**Problem requirements:** Copy the records below exactly, leaving out any pictures.

**Data extract:**
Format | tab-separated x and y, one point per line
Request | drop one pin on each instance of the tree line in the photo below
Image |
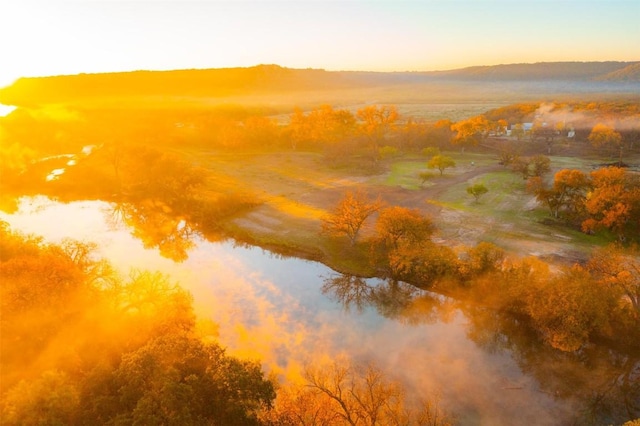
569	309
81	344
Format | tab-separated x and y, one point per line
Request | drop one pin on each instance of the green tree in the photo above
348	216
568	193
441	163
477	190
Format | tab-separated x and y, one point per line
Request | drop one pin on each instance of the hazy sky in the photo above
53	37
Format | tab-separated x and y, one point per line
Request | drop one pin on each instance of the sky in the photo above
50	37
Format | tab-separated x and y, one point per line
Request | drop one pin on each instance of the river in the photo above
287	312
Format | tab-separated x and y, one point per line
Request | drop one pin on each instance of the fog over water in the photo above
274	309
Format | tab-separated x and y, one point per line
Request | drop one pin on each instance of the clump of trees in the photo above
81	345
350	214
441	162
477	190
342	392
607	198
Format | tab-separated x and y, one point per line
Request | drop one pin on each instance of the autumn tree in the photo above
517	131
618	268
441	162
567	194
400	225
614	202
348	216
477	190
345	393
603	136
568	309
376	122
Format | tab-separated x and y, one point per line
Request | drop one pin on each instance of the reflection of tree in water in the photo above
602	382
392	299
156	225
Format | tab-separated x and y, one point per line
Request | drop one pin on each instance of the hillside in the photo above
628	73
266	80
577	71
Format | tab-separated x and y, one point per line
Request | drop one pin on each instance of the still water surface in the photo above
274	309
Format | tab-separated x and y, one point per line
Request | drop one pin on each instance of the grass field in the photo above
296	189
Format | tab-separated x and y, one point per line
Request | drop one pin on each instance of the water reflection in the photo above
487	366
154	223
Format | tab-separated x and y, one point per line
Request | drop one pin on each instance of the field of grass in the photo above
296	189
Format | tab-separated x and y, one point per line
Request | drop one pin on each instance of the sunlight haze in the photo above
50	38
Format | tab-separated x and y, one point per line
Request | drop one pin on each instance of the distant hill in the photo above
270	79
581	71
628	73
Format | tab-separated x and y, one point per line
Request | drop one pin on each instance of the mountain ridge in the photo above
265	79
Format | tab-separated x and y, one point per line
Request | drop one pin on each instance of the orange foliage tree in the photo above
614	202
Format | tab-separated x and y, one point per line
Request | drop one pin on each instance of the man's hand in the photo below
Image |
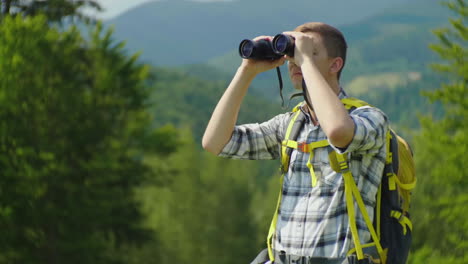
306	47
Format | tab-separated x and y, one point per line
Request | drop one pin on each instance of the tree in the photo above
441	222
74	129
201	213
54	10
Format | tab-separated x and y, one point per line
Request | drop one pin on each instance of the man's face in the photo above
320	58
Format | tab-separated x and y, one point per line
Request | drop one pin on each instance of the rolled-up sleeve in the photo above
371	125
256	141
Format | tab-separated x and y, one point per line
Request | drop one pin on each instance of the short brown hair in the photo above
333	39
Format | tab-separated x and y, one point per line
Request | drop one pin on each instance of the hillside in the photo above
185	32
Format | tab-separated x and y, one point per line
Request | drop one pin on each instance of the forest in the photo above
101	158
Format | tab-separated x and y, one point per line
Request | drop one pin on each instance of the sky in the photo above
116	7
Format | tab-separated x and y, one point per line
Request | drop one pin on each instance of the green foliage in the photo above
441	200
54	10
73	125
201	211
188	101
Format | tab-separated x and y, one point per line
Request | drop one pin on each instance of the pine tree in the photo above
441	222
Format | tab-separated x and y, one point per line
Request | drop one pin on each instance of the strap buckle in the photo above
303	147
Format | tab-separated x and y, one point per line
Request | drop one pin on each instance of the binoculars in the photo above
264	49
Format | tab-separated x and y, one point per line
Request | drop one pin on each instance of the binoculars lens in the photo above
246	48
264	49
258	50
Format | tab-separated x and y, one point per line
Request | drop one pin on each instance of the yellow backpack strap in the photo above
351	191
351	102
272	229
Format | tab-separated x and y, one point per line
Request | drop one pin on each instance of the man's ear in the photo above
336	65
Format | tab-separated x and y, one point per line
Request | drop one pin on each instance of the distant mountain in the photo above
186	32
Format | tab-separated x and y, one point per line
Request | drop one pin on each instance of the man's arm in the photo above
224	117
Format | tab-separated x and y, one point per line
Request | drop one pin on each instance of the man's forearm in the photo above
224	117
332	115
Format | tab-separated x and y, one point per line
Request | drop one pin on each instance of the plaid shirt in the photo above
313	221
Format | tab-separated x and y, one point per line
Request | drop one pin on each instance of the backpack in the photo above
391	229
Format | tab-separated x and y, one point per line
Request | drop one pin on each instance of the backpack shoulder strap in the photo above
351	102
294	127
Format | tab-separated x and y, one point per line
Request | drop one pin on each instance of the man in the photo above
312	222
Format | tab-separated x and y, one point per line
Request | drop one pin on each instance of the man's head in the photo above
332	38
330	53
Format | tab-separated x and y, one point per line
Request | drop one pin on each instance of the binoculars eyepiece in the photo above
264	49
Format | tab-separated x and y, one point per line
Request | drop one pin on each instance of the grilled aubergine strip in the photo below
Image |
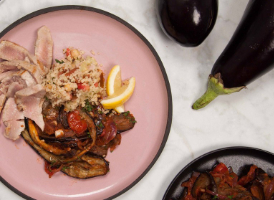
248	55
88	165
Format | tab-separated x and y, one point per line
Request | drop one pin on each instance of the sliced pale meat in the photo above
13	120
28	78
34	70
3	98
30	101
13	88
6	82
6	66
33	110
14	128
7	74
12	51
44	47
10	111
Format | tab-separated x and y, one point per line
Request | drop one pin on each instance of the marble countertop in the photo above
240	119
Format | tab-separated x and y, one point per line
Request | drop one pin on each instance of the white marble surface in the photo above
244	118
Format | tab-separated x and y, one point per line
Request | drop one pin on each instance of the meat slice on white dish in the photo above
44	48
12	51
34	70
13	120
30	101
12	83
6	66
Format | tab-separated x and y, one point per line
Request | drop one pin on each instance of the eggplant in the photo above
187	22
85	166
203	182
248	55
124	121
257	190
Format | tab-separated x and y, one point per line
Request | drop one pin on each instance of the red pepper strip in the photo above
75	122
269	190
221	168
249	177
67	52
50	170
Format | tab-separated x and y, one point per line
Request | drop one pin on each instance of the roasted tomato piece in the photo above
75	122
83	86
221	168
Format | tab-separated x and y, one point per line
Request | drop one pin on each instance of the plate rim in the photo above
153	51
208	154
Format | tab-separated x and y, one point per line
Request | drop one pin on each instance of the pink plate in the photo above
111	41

**Result for this exercise:**
Format | tab-separated x and y, one point per line
Request | drop one pin on each instance of the tree line in the photo below
Image |
569	309
81	344
Format | tab-separated x and y, one point per line
Request | drop one pin on each instance of the green tree in the photo above
348	216
568	193
441	163
477	190
Format | tab-separated x and y, one point per line
Request | drop one pin on each instance of the hazy sky in the photo above
53	37
Format | tab-separated x and y, one point per line
Request | drop one pin on each instance of the sky in the photo above
50	37
Format | tab-separated x and y, one point per line
Request | drop one pin on each instance of the river in the photo above
287	312
Format | tab-separated x and y, one point per line
Request | drop one pin on each instance of the fog over water in the photo above
274	309
Format | tab-separated x and y, one point per line
Request | drop one pin on each instance of the clump of trees in the photo above
81	345
350	214
441	162
477	190
342	392
607	198
Format | tab-separated x and y, one point per line
Request | drop one pin on each instance of the autumn tree in the photo above
517	131
618	268
441	162
567	194
400	225
614	202
348	216
477	190
345	393
603	136
568	309
376	122
Format | tab-separated x and y, one point per line
Request | drop one pin on each instance of the reflection of tree in water in the photo above
602	382
392	299
156	225
Format | tab-separated x and y, one point per line
Request | drop one pin on each instance of the hillside in the photo above
628	73
266	80
577	71
Format | tab-separated x and y, one point per line
Request | drop one pin on each instance of the still water surface in the photo above
274	309
Format | tab-separated x and y, one point per line
Request | drop one pin on each instance of the grass field in the photo above
296	189
Format | tab-separated x and y, one point per line
Request | drop one pin on each instance of the water reflection in the photo above
487	366
154	223
Format | tab-separated x and y, one point per line
Request | drop one pin on each instance of the field of grass in the photo above
296	189
Format | tab-separated x and y, one point per line
Request | drop one pin on each instance of the sunlight haze in the photo above
50	38
Format | tab-separated x and y, one point per line
Request | drop one pin on each instance of the distant hill in the photo above
270	79
581	71
628	73
Format | tab-separated x and y, one point per line
Request | drop one pin on each instance of the mountain ridge in the photo above
265	79
Format | tab-separated x and y, one point per line
Request | drop one pin on each instance of the orange foliage tree in the photo above
614	202
Format | tab-separated x and y, one point per line
Request | drop one pin on each instance of the man's hand in the photo below
Image |
306	47
Format | tab-separated x and y, one point per line
Request | drop one pin on each instance of the tree in the photo above
441	222
74	129
201	213
54	10
Format | tab-separated x and y, one point per line
Request | drop one pin on each instance of the man's face in the photo above
320	58
Format | tab-separated x and y, one point per line
Request | drop one pin on each instance of the rolled-up sleeve in the photo above
371	125
256	141
Format | tab-separated x and y, one point per line
Request | drop one pin on each instance of the short brown hair in the photo above
333	39
Format | tab-separated x and y, one point per line
Request | drop one pin on each instance of the hillside in the photo above
185	32
Format | tab-separated x and y, one point per line
Request | drop one pin on each instance of the forest in the photo above
101	158
Format | tab-separated x and y, one point per line
Request | drop one pin on each instance of the sky in the photo above
116	7
Format | tab-separated x and y, one point per line
Request | drop one pin on each instance of the green foliage in the photo above
441	200
54	10
73	125
201	211
188	101
Format | tab-separated x and y, one point per line
Request | drop one pin on each instance of the pine tree in the photo above
441	222
Format | tab-separated x and y, one point per line
Request | drop one pin on each instance of the strap buckle in the photo above
303	147
Format | tab-separated x and y, one point per line
Request | drop one pin on each instance of the binoculars in the photo above
264	49
Format | tab-separated x and y, one point per line
Request | drop one pin on each instance of the binoculars lens in the photo above
246	48
264	49
258	50
Format | tab-separated x and y, one point per line
Request | drop one pin on each instance of the yellow backpack strap in the photo above
351	191
351	102
272	229
Format | tab-separated x and y, one point per line
Request | drop one pin on each instance of the man's ear in the photo above
336	65
Format | tab-separated x and y, one point per line
Request | drop one pin on each instance of the distant mountain in the photo above
186	32
Format | tab-separated x and y, one point per line
Request | drop one pin on each instance of the man's arm in the photo above
224	117
Format | tab-separated x and y, one point per line
Request | drop one pin on each instance of the man's forearm in the photo above
224	117
332	115
Format | tab-separated x and y, one point per line
Request | drop one pin on each instance of the plaid shirt in the photo above
313	221
Format | tab-separated x and y, one point per line
Request | drop one pin on each instance of the backpack in the photo above
391	229
Format | tab-separated x and y, one point per line
Request | drop one pin on each instance of the backpack shoulder strap in the photo above
351	102
294	127
Format | tab-separated x and y, one point per line
Request | drop one pin on each instance of the man in the photo above
312	222
Format | tab-separated x and y, one point per line
Request | drop one pin on each instance of the man's head in the photo above
332	38
330	53
Format | tab-separated x and y, one point per line
Request | drop one pin on each instance of the binoculars eyepiece in the photo above
264	49
Format | tab-separated x and y, one point per line
Request | drop one pin on each instance of the grilled aubergine strip in the photo below
Image |
248	55
88	165
Format | tab-separated x and y, one point per line
Request | drop one pin on each instance of the sliced pale meat in the photo above
13	120
28	78
34	70
3	98
30	101
13	88
6	82
6	66
33	110
14	128
7	74
12	51
44	47
10	111
Format | tab-separated x and y, one point per line
Request | drop one pin on each instance of the marble countertop in the photo above
240	119
Format | tab-separated x and y, one point per line
Request | drop one pin on each instance of the white marble surface in the photo above
244	118
Format | tab-separated x and y, one point per line
Request | drop one pin on each instance of the meat slice on white dish in the photo above
44	48
12	51
34	70
13	120
30	101
12	83
6	66
Format | tab-separated x and y, one point per line
Request | drop one pin on each instance of the eggplant in the photo above
187	22
85	166
203	182
248	55
124	121
257	190
Format | tab-separated x and y, one point per line
Request | drop one pin on each instance of the red pepper strip in the photo above
75	122
269	190
221	168
249	177
67	52
50	170
Format | tab-separated x and y, one point per line
Request | drop one pin on each instance of the roasted tomato piece in the photo above
75	122
83	86
221	168
Format | tab-separated x and y, one point per line
Request | drop one pin on each instance of the plate rim in the photo above
153	51
208	154
Format | tab-separated x and y, one point per line
Request | drop one pin on each instance of the pink plate in the photo above
111	41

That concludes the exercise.